*TO DO*:
a) Could you quote the passage on molecular biology word for word, beginning at "Interview with Waclaw" and stopping after "mutation, and expression."?
b) According to the passage on molecular biology, what roles did Francis Crick list in the earlier description of himself that he later shortened?

*EXTRACT*:
Interview with Waclaw Szybalski and John Kirby at CSHL on the occasion of its designation by the American Society for Microbiology (ASM) as a “Milestones in Microbiology” site.
Molecular biology is the study of macromolecules and the macromolecular mechanisms that occur in living organisms. In contrast to biochemistry, which initially focused on proteins and enzymes, and only later turned to nucleic acids, molecular biology’s focus from the beginning was the structure and function of the gene: the molecular nature of the gene, gene replication, mutation, and expression.
Molecular biology originated in the 1930s and 1940s, and picked up momentum in the 1950s and 1960s. Although its direct predecessor was classical genetics, the emergence of molecular biology represented a convergence of work by geneticists, physicists, and structural chemists. In fact, Francis Crick identified himself as a molecular biologist as a way of shortening his previous description of himself as "a mixture of a crystallographer, biophysicist, biochemist, and geneticist.”
Cold Spring Harbor Laboratory (CSHL) has been a key site in the development of molecular biology. Starting in 1904 with the establishment of the Carnegie Institution of Washington's Station for Experimental Evolution (later renamed the Department of Genetics) at Cold Spring Harbor, and continuing with the work of scientists such as Hermann J. Muller, Max Delbruck, Salvador E. Luria, and Alfred D. Hershey, many key discoveries relating to the structure and function of the gene have been made at CSHL.

Referring expression pointing data:
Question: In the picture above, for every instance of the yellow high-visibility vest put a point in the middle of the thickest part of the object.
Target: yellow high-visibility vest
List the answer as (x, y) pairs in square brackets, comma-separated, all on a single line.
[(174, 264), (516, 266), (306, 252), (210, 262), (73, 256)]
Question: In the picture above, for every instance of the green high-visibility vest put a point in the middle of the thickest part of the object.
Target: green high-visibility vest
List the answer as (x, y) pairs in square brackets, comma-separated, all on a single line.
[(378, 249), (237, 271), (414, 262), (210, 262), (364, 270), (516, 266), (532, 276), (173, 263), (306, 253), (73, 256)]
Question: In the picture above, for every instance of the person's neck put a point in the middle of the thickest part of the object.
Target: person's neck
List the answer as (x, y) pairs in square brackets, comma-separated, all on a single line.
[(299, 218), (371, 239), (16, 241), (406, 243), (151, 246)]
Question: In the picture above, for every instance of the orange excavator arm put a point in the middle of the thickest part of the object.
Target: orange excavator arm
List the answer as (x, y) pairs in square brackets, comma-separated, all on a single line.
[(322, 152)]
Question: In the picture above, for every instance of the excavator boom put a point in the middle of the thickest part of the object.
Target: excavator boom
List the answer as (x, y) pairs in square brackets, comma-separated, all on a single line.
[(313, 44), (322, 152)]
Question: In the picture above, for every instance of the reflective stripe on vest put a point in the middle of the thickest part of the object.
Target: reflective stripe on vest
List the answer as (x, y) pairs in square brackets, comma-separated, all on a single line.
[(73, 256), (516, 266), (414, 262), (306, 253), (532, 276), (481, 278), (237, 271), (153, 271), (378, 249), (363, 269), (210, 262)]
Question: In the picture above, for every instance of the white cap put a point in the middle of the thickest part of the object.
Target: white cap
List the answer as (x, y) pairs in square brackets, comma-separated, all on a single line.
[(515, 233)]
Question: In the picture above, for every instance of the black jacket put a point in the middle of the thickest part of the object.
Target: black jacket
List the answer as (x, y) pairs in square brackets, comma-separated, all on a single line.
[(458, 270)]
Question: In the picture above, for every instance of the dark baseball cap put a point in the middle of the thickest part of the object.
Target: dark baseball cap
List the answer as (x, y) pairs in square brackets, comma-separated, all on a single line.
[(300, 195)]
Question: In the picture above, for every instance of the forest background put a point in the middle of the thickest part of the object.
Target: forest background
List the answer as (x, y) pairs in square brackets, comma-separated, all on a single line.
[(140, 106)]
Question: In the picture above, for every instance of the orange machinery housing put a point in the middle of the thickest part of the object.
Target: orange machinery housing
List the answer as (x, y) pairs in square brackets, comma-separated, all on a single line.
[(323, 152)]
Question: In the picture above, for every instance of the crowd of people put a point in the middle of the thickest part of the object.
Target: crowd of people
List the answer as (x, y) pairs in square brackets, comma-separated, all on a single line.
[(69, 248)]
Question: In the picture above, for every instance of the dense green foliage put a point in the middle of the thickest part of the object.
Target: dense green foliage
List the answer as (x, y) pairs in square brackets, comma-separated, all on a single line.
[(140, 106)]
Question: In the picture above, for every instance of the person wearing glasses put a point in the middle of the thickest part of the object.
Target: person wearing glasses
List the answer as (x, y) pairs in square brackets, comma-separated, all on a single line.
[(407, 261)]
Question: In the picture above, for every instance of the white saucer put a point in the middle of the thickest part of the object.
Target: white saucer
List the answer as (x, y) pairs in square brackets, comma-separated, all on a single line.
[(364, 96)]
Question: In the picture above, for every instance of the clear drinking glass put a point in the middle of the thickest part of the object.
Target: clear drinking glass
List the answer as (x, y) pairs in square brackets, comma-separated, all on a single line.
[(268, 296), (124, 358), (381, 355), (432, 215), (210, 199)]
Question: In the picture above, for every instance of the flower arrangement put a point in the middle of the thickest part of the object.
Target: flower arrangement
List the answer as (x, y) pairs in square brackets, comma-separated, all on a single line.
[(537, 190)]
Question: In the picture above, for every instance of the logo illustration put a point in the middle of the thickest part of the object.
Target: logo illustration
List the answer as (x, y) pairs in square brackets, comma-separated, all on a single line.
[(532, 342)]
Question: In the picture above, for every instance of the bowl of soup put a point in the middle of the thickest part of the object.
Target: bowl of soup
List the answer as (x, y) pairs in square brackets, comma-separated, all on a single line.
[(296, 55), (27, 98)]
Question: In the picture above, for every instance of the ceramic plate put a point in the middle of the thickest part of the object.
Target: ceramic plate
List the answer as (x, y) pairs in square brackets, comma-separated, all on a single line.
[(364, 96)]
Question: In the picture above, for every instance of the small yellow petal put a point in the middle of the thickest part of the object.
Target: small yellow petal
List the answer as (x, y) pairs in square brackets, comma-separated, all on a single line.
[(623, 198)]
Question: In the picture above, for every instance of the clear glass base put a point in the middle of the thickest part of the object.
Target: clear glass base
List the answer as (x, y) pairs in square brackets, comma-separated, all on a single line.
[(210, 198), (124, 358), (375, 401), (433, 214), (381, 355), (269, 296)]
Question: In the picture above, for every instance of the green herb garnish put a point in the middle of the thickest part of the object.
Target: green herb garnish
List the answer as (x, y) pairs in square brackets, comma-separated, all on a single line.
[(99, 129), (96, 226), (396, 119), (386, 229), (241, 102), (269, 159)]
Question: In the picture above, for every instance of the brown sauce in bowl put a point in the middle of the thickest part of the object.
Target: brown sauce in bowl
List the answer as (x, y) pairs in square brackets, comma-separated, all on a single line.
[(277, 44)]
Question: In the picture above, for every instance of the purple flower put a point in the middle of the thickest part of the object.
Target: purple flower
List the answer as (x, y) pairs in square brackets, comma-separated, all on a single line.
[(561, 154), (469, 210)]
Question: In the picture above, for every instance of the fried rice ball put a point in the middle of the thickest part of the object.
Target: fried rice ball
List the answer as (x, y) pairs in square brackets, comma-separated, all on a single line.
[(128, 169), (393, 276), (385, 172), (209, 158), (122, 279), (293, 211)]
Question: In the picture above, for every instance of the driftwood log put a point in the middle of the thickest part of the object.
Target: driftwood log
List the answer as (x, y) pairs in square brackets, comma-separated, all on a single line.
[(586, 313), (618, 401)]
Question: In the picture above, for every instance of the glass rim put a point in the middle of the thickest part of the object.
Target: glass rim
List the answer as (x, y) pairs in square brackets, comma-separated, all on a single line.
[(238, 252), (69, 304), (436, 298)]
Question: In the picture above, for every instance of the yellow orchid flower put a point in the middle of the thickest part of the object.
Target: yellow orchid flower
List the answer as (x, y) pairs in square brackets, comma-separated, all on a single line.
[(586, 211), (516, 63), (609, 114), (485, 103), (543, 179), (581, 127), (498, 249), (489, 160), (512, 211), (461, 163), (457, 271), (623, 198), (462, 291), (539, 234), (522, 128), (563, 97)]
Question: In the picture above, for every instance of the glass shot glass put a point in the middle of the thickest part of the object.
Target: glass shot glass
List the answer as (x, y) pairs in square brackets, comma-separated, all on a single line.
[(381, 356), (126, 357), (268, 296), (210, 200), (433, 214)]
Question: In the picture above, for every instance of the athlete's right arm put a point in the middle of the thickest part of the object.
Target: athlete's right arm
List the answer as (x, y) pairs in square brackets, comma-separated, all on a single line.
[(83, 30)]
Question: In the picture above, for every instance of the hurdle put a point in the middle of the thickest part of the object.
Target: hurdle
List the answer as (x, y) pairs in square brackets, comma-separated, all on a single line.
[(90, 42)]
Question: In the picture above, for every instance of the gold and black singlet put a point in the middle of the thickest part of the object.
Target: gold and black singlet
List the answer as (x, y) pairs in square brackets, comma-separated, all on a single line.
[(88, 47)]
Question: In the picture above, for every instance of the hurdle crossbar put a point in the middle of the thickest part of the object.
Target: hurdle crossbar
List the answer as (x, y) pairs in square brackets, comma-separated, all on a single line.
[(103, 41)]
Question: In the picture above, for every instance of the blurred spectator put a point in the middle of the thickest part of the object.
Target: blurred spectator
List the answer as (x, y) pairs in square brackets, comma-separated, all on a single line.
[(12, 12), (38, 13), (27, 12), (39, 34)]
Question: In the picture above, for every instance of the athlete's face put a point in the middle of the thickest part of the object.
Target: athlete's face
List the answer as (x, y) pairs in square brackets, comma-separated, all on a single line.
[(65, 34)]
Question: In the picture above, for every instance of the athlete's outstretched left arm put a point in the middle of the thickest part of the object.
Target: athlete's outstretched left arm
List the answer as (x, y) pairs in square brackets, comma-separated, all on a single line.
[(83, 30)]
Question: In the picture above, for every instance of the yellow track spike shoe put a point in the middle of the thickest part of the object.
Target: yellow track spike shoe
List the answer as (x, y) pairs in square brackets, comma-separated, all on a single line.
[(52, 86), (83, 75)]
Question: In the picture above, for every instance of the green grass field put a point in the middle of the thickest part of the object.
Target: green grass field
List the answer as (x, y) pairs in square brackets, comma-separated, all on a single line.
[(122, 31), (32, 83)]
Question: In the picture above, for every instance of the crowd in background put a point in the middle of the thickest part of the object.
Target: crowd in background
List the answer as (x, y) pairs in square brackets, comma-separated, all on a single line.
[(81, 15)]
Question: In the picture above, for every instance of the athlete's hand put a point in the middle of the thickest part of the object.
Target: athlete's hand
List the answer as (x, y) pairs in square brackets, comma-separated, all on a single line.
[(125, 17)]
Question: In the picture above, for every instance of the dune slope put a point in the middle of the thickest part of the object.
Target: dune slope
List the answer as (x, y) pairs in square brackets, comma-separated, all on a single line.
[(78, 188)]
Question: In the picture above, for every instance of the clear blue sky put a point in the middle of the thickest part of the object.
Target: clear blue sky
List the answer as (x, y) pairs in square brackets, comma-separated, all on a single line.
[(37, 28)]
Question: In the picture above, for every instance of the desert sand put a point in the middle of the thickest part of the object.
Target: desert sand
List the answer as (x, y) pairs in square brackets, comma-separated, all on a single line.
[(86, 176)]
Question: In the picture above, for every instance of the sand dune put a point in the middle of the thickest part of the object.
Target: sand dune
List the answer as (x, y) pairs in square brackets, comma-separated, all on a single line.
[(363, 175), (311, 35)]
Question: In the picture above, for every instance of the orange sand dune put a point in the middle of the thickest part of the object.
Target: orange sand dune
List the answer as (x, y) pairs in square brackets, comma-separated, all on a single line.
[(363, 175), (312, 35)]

*RESPONSES BY ITEM NUMBER*:
a)
Interview with Waclaw Szybalski and John Kirby at CSHL on the occasion of its designation by the American Society for Microbiology (ASM) as a “Milestones in Microbiology” site.
Molecular biology is the study of macromolecules and the macromolecular mechanisms that occur in living organisms. In contrast to biochemistry, which initially focused on proteins and enzymes, and only later turned to nucleic acids, molecular biology’s focus from the beginning was the structure and function of the gene: the molecular nature of the gene, gene replication, mutation, and expression.

b) Crystallographer, biophysicist, biochemist, and geneticist.